━━ RECORDS TO PROCESS

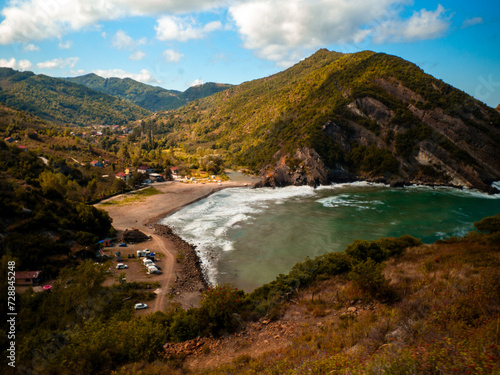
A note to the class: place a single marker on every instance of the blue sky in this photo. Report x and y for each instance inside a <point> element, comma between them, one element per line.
<point>179,43</point>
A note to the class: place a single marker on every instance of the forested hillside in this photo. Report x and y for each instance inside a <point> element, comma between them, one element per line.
<point>152,98</point>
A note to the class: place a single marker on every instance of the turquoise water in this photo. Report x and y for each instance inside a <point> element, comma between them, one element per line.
<point>249,236</point>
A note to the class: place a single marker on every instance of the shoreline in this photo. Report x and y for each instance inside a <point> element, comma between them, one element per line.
<point>183,277</point>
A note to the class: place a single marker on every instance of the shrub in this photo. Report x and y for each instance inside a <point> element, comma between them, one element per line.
<point>489,224</point>
<point>363,250</point>
<point>184,327</point>
<point>219,309</point>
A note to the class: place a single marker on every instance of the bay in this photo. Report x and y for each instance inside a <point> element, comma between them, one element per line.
<point>249,236</point>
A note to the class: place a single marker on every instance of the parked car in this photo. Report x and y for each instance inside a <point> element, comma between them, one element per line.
<point>140,306</point>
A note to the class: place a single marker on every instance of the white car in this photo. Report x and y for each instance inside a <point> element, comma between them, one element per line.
<point>140,306</point>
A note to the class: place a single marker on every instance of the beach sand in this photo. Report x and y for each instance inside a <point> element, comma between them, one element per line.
<point>142,214</point>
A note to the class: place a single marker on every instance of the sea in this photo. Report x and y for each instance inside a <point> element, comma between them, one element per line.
<point>247,237</point>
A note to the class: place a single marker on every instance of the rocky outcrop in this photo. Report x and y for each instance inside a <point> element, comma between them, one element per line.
<point>191,277</point>
<point>134,236</point>
<point>305,167</point>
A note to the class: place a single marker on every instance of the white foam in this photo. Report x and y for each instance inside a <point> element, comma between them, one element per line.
<point>464,192</point>
<point>351,185</point>
<point>205,223</point>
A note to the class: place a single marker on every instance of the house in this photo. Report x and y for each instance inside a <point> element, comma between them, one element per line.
<point>28,277</point>
<point>96,163</point>
<point>156,177</point>
<point>145,169</point>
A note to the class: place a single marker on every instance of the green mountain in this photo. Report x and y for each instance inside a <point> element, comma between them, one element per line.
<point>342,117</point>
<point>60,101</point>
<point>152,98</point>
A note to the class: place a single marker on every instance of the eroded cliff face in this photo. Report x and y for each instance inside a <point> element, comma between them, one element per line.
<point>461,148</point>
<point>305,167</point>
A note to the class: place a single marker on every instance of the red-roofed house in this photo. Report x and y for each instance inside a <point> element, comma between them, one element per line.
<point>144,169</point>
<point>28,277</point>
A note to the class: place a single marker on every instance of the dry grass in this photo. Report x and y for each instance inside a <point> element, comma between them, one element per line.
<point>446,320</point>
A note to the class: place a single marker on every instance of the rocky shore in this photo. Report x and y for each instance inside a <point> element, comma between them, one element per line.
<point>189,274</point>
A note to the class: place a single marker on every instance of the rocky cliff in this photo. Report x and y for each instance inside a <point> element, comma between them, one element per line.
<point>341,117</point>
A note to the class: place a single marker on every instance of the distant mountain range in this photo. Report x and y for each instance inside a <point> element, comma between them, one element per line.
<point>91,99</point>
<point>64,102</point>
<point>342,117</point>
<point>153,98</point>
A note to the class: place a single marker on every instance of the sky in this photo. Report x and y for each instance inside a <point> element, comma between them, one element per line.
<point>176,44</point>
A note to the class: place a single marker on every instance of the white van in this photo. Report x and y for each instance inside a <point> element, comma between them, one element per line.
<point>153,269</point>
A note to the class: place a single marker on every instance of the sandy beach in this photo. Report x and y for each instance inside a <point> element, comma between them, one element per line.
<point>142,214</point>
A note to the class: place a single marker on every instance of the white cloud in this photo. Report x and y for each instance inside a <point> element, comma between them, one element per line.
<point>14,64</point>
<point>65,45</point>
<point>30,20</point>
<point>183,29</point>
<point>58,63</point>
<point>31,48</point>
<point>472,22</point>
<point>196,82</point>
<point>421,26</point>
<point>137,55</point>
<point>172,56</point>
<point>281,30</point>
<point>144,75</point>
<point>122,41</point>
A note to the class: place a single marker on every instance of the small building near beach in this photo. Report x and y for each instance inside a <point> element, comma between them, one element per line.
<point>106,242</point>
<point>145,169</point>
<point>96,163</point>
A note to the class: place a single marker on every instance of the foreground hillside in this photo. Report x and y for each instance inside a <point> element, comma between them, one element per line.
<point>152,98</point>
<point>64,102</point>
<point>338,117</point>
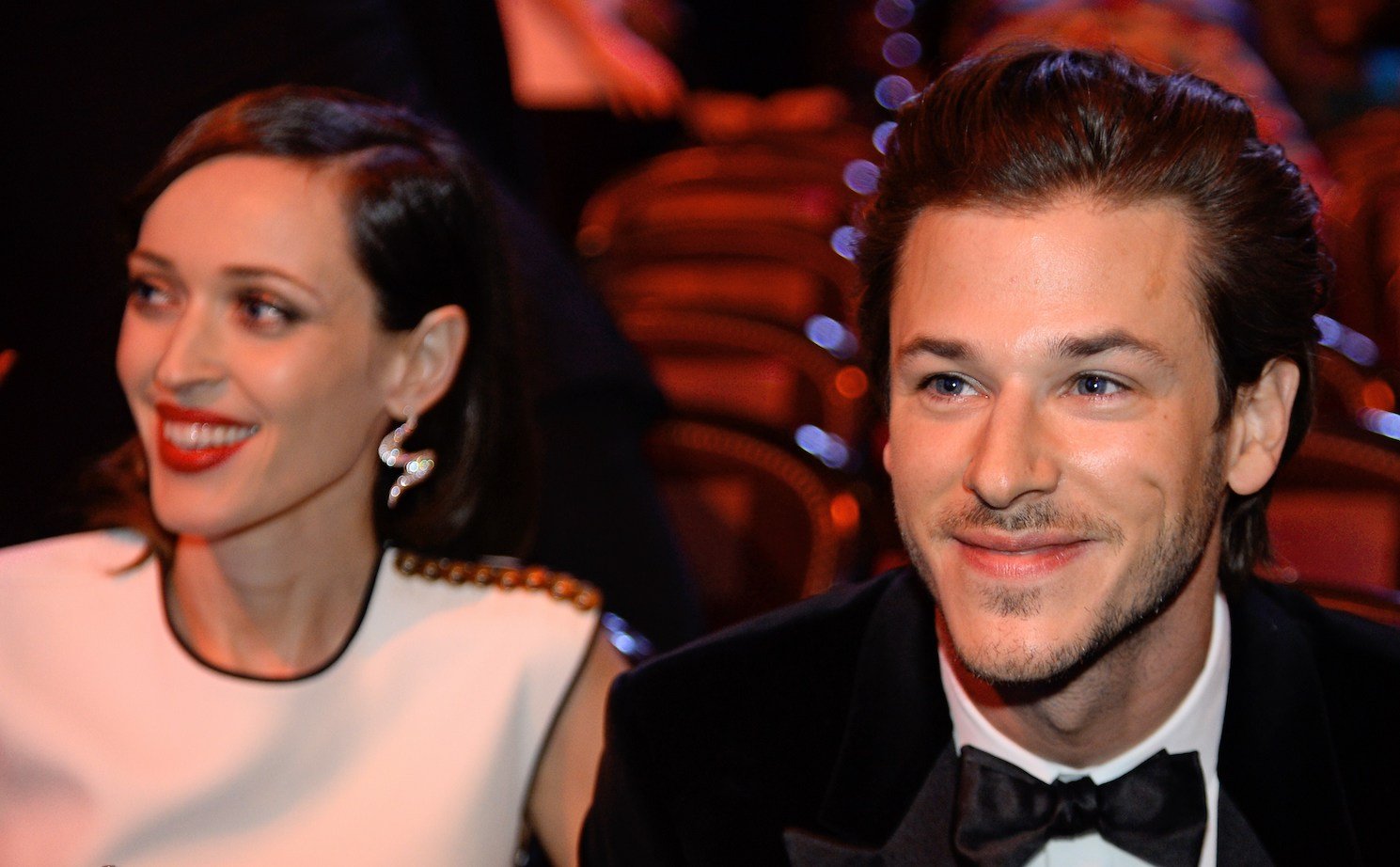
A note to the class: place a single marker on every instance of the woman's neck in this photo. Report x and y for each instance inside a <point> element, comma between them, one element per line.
<point>274,601</point>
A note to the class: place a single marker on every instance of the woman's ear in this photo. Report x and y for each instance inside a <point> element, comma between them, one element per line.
<point>430,356</point>
<point>1259,428</point>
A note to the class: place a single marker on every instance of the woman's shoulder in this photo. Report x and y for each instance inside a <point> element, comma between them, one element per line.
<point>500,577</point>
<point>523,606</point>
<point>103,552</point>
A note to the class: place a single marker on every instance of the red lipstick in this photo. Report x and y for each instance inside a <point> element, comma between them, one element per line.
<point>192,440</point>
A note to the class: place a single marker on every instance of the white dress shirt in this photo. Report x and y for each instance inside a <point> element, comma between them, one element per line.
<point>1193,726</point>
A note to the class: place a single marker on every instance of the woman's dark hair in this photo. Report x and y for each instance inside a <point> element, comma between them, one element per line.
<point>1021,128</point>
<point>426,233</point>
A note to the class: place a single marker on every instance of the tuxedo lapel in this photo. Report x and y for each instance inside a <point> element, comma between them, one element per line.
<point>896,723</point>
<point>921,839</point>
<point>1277,764</point>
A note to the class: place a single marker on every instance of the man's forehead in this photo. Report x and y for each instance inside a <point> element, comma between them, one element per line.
<point>1074,272</point>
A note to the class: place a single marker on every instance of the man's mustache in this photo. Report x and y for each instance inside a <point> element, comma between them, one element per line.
<point>1032,517</point>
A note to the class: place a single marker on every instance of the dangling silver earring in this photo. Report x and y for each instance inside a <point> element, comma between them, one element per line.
<point>416,464</point>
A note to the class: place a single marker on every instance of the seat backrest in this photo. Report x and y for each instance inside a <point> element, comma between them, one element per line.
<point>761,524</point>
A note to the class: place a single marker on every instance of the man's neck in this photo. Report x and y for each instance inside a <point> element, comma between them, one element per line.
<point>1116,701</point>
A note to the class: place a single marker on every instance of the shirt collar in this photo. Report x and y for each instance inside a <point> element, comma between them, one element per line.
<point>1193,726</point>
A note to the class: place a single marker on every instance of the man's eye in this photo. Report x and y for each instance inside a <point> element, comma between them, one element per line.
<point>950,386</point>
<point>1095,386</point>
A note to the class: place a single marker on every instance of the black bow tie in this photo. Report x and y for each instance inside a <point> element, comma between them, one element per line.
<point>1004,815</point>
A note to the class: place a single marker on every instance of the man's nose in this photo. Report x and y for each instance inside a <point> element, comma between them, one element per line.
<point>1011,455</point>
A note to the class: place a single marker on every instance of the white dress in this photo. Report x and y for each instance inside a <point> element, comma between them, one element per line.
<point>416,746</point>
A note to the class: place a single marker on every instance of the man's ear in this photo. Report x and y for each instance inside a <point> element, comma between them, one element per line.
<point>1259,426</point>
<point>429,359</point>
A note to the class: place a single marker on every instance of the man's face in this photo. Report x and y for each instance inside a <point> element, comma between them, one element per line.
<point>1056,463</point>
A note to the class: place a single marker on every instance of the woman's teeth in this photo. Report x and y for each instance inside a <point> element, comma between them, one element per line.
<point>192,435</point>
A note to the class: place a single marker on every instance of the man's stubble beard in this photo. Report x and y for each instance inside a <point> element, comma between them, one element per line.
<point>1165,567</point>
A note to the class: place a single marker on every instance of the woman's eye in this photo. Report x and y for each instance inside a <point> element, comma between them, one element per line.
<point>1095,386</point>
<point>263,311</point>
<point>148,296</point>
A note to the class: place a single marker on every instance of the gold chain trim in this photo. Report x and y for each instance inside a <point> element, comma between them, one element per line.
<point>558,584</point>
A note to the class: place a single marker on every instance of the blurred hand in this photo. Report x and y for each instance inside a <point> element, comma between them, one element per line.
<point>638,82</point>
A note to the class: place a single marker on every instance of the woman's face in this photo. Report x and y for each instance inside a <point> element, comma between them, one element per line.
<point>251,352</point>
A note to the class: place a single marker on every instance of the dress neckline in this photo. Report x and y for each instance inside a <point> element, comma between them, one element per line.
<point>357,626</point>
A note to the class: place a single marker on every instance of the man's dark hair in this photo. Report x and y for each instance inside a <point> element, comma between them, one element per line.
<point>424,230</point>
<point>1022,128</point>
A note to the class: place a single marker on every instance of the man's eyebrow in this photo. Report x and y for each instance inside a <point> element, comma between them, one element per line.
<point>1109,340</point>
<point>953,351</point>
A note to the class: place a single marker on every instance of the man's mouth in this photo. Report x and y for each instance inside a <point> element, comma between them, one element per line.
<point>1025,555</point>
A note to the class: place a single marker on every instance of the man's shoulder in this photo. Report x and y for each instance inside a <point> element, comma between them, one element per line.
<point>720,746</point>
<point>1342,643</point>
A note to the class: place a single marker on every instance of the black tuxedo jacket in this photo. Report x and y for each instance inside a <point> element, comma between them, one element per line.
<point>821,735</point>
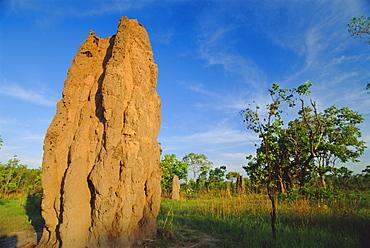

━━━━

Copy the material again, from its start through the line with "<point>179,43</point>", both ends included and the request kept as is. Multiply each point coordinate in the answers by 1.05, round to whole numbers with halves going up, and leave the pictures out.

• REPLY:
A note to the class: place a single marker on every instance of the blue sky in this photo. Report x and y for each instance inside a <point> element, comma between them, one element per line.
<point>188,45</point>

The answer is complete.